Items from a data source

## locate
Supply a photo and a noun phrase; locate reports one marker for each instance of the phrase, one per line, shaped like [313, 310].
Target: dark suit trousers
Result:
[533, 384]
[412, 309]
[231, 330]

PROBLEM DESCRIPTION: Wherever the string "locate" appears in the entries, copy that line.

WRITTEN SOLUTION:
## locate
Supply a photo and a noun phrase; locate reports one marker for each instance of the phrase, one per line, shaped like [313, 310].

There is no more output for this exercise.